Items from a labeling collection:
***

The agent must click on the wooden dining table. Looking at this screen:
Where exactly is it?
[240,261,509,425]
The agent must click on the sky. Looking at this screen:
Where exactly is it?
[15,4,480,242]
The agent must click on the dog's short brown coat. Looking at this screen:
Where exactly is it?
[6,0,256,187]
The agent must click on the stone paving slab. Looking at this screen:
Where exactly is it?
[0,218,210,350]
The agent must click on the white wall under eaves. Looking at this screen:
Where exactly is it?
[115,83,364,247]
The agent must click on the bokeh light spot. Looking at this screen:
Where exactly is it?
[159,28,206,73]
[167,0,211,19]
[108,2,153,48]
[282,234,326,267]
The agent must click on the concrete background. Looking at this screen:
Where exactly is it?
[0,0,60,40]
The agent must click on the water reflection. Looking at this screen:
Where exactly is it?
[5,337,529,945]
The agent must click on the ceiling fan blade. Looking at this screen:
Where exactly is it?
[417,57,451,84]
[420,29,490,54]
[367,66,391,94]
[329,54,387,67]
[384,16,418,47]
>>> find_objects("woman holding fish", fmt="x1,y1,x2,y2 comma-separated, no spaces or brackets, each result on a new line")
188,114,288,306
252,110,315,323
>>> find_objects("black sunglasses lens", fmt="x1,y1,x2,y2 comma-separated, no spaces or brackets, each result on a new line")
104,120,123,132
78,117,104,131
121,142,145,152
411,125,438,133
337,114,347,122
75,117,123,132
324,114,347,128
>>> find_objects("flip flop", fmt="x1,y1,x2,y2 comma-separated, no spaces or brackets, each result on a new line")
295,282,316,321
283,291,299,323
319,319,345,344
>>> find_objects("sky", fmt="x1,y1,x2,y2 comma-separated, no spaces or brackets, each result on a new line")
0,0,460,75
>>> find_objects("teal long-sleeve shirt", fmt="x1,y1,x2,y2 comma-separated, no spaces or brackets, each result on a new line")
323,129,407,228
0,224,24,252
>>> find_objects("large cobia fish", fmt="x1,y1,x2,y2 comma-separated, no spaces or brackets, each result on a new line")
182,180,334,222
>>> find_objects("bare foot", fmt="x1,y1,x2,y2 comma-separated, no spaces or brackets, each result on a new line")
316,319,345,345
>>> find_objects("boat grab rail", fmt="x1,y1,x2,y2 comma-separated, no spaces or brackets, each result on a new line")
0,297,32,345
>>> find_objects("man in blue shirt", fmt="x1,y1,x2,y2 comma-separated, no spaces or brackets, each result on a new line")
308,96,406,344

***

Short exercise: Express the rows as a JSON list of strings, one string per line with blank lines omitted, starting at the first line and ending at the line containing "252,110,315,323". Include nothing outside that span.

Written solution:
[
  "The agent must click on the wooden dining table. Looking at this screen:",
  "Where exactly is it?",
  "[240,261,509,425]",
  "The agent must click on the sky. Looking at this screen:",
  "Where exactly is it?",
  "[15,4,480,242]",
  "The agent must click on the dog's short brown coat. Looking at this screen:",
  "Where exactly is it?",
  "[6,0,256,187]",
  "The agent must click on the stone paving slab. Looking at this screen:",
  "Where exactly is it?",
  "[0,218,210,350]",
  "The agent must click on the white wall under eaves. Looking at this screen:",
  "Where exactly is it?",
  "[115,83,364,247]",
  "The agent must click on the bokeh light spot. Looking at this screen:",
  "Where exactly is it?",
  "[159,28,206,73]",
  "[167,0,211,19]",
  "[108,2,153,48]",
  "[282,234,326,267]",
  "The agent must click on the concrete background. Looking at this screen:",
  "Where exactly is it?",
  "[0,0,60,40]",
  "The agent must click on the water reflection. Looking at this screen:",
  "Where exactly is it?",
  "[5,337,529,945]",
  "The agent must click on the ceiling fan blade. Looking at this screen:",
  "Where exactly is it?",
  "[417,57,451,84]",
  "[420,29,490,54]",
  "[367,66,391,94]",
  "[329,54,387,67]",
  "[384,16,418,47]",
  ">>> find_objects(\"woman holding fish\", fmt=\"x1,y1,x2,y2 comma-separated, no spaces or brackets, each result on a new line\")",
  "188,114,288,306",
  "252,110,315,323"
]